§ Given exercise:
Rewrite the part of the entries that opens with the line containing "of the textured" and runs through the end of the entries, switching "textured wall" to "plaster wall" and leaving everything else unchanged.

[Dataset entries on where objects appear]
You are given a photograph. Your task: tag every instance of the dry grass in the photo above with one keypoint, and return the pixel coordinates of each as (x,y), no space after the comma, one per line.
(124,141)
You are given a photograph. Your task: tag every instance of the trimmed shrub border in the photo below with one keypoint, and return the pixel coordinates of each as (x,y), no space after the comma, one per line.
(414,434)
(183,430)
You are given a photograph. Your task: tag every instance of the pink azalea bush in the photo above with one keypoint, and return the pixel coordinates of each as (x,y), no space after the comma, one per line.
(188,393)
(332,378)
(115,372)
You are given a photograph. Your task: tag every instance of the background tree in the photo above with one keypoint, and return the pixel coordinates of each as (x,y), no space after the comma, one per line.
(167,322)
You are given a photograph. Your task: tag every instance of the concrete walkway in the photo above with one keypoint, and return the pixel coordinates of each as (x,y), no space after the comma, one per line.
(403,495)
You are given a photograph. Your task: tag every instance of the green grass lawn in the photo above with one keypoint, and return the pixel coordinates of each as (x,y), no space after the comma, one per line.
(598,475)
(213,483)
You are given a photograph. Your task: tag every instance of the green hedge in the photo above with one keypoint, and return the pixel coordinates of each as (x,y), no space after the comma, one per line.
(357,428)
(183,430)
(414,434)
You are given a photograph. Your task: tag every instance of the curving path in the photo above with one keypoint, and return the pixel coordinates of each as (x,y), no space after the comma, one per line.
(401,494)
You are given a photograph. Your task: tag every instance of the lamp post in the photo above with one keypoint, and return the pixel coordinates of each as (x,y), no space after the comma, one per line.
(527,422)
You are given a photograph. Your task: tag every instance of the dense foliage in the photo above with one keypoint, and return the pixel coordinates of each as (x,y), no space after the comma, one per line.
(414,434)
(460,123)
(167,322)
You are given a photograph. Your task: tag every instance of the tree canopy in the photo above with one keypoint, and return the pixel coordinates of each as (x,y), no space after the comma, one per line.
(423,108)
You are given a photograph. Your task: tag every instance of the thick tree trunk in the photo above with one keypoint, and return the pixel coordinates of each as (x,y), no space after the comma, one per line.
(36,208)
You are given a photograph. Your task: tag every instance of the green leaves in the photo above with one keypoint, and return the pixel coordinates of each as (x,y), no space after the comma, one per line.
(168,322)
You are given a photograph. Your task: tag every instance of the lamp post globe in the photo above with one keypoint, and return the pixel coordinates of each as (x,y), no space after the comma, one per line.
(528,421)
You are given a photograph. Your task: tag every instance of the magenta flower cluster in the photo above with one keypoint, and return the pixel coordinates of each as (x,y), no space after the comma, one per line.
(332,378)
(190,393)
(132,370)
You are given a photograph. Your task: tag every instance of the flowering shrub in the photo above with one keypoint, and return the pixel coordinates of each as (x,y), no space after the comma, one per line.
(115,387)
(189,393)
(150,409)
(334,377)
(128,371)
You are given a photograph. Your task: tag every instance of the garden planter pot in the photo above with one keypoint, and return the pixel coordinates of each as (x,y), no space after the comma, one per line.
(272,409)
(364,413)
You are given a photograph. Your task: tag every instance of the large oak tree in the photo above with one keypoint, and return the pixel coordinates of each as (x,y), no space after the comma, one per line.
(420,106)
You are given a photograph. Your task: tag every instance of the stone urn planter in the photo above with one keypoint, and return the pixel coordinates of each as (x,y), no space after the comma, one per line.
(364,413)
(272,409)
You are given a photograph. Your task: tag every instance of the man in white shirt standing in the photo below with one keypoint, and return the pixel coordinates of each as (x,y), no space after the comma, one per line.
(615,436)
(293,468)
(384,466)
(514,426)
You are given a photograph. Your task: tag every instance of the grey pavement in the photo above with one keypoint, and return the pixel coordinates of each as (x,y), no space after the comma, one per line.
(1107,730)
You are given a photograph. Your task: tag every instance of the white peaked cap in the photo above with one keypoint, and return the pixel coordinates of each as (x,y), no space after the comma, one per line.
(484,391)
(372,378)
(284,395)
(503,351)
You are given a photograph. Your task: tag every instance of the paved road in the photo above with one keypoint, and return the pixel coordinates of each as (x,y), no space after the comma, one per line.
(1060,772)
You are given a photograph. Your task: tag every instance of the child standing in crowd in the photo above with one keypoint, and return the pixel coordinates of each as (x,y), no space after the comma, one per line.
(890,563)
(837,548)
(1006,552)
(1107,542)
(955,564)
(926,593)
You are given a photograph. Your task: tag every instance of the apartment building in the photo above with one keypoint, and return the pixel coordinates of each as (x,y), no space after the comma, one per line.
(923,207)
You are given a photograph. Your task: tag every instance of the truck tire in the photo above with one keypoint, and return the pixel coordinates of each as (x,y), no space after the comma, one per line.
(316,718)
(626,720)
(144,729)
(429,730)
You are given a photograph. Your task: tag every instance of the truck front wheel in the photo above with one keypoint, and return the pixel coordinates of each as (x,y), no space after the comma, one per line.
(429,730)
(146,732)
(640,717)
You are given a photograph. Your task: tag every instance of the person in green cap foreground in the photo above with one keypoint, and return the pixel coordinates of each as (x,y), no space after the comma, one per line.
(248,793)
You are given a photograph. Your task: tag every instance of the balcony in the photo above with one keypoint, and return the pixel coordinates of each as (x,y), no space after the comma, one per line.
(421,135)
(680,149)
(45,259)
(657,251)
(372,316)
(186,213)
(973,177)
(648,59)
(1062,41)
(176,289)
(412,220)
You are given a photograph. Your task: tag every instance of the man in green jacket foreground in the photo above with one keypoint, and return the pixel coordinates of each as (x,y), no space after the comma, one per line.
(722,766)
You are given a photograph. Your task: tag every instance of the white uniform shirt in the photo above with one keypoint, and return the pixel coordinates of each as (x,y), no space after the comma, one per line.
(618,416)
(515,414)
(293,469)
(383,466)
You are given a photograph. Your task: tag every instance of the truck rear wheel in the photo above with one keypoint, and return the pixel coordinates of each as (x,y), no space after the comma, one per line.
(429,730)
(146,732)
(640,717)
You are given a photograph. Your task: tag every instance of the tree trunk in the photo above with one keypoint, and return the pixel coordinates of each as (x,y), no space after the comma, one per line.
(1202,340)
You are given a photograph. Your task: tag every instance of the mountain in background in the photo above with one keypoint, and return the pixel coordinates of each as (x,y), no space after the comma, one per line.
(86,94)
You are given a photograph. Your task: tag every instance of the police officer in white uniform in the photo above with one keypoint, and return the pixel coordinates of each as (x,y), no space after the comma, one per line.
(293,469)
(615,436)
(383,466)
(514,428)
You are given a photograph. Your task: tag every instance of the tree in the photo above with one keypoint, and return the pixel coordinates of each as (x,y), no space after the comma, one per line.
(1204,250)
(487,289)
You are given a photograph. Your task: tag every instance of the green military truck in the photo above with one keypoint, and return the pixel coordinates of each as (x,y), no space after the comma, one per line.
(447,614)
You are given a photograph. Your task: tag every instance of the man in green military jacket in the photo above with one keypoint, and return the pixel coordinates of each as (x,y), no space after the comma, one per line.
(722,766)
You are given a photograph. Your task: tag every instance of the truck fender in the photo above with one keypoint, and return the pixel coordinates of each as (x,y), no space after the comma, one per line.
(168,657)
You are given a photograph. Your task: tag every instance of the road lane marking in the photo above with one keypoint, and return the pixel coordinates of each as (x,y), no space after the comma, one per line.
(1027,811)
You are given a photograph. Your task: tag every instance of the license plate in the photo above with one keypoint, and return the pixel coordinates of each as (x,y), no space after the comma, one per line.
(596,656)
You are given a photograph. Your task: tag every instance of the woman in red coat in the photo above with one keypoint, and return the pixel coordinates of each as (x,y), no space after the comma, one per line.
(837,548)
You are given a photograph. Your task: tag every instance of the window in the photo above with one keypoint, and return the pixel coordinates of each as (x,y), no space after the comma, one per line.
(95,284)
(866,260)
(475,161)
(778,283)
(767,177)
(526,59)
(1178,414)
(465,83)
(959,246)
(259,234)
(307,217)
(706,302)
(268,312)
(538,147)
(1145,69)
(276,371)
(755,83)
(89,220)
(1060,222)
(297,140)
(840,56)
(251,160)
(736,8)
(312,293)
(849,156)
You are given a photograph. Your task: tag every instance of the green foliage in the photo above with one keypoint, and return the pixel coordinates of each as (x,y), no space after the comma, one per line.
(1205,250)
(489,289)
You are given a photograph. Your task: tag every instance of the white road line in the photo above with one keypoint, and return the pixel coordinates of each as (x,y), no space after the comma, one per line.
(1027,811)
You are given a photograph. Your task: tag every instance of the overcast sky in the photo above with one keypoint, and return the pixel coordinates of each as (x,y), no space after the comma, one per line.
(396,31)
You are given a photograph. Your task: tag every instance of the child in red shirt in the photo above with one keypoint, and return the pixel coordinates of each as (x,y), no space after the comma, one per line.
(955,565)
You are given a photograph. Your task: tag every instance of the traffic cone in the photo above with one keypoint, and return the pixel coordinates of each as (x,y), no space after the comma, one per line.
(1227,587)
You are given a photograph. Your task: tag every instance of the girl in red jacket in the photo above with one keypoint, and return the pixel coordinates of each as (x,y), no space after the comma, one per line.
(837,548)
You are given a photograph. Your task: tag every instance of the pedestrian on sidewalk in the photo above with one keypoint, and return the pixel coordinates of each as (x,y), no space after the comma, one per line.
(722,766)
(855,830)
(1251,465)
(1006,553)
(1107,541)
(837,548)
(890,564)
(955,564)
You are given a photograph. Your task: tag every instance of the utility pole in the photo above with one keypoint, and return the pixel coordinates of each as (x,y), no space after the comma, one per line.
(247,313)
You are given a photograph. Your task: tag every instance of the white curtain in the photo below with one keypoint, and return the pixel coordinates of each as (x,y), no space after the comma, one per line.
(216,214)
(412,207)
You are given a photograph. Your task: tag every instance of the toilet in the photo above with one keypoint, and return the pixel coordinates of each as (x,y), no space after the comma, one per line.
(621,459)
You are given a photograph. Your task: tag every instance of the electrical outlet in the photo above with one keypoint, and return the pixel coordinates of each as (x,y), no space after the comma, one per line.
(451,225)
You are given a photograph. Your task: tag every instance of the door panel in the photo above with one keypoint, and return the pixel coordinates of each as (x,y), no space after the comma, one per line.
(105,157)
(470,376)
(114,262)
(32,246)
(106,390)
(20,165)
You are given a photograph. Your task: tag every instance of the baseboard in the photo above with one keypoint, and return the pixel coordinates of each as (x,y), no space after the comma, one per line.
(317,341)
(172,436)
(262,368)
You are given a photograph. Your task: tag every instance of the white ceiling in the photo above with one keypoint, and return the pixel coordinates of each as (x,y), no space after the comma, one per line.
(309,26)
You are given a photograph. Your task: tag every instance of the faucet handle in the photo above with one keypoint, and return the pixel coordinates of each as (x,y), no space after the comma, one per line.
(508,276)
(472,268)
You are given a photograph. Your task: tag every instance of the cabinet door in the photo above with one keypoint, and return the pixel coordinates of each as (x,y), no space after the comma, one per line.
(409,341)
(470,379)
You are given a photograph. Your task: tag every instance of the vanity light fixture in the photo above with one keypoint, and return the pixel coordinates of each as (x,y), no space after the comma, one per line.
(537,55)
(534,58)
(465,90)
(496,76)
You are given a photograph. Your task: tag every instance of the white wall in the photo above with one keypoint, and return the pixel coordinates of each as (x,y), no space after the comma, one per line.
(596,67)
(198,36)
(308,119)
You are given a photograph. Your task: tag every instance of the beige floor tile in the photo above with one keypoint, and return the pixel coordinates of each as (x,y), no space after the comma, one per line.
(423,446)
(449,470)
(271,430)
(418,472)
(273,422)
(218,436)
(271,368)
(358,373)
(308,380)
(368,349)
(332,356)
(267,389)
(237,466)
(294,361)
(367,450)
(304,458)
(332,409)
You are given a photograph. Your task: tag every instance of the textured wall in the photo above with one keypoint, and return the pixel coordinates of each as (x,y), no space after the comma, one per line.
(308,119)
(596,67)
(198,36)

§ Answer to the problem:
You are given a photograph. Your task: tag every instance of the plaster wall in the photo above with one keypoint, and return the pixel coordinates of each as (x,y), no space after the comma, one per line.
(308,119)
(596,67)
(198,36)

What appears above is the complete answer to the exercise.